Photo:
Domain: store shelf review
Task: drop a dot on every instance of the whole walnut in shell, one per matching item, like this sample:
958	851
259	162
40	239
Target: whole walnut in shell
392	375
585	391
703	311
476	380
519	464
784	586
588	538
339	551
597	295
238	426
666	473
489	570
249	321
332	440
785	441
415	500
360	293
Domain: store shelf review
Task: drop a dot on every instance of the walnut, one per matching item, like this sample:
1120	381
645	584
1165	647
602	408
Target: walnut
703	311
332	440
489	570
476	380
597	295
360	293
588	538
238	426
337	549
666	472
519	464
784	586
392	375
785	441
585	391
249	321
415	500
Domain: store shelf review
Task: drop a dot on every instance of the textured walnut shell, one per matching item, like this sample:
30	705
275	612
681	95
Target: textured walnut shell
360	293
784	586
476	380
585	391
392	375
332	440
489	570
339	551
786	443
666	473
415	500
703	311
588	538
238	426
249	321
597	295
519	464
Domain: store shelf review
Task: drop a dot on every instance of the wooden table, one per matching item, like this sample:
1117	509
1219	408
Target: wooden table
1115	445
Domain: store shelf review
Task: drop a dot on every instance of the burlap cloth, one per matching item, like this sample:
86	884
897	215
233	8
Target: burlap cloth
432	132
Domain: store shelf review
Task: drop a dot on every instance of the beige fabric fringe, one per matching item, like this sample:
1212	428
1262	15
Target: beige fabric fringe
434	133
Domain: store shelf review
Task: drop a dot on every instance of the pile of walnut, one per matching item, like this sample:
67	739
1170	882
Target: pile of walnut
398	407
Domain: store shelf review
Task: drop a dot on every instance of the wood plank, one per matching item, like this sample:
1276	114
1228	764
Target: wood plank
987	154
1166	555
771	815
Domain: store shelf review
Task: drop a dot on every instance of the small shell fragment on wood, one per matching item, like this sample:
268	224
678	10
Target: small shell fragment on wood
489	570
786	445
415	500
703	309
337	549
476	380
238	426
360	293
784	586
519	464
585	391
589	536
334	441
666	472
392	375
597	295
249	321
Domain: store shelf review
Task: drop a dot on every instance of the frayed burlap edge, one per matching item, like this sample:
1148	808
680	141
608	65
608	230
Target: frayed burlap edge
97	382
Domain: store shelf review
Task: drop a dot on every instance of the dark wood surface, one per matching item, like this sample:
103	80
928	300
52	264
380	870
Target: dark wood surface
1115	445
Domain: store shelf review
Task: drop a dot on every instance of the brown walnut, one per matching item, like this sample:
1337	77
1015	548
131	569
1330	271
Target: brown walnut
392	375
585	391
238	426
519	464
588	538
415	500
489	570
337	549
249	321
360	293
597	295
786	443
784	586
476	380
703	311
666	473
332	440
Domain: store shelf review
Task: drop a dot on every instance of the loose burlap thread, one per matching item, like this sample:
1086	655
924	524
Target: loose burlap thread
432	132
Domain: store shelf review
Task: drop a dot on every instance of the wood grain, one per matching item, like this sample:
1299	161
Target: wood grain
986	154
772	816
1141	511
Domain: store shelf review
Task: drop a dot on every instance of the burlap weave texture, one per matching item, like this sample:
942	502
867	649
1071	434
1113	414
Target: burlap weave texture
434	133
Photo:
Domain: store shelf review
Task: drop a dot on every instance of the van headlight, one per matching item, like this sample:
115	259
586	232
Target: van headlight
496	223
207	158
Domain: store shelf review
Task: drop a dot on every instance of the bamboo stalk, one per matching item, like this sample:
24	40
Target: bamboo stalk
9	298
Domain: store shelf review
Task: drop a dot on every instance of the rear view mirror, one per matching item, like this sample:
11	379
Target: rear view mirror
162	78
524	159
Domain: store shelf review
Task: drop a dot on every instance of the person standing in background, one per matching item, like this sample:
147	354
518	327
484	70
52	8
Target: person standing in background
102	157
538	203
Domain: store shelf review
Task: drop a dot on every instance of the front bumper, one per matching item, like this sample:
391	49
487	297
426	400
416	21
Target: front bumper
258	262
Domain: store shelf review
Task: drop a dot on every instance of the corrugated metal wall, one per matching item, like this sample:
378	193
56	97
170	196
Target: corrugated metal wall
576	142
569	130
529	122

What to produce |
Gather every line of the material that contains the word "wall".

Correct response |
Task: drop a dot on every instance of the corrugated metal wall, one per matching item, like this sample:
Target: corrugated metal wall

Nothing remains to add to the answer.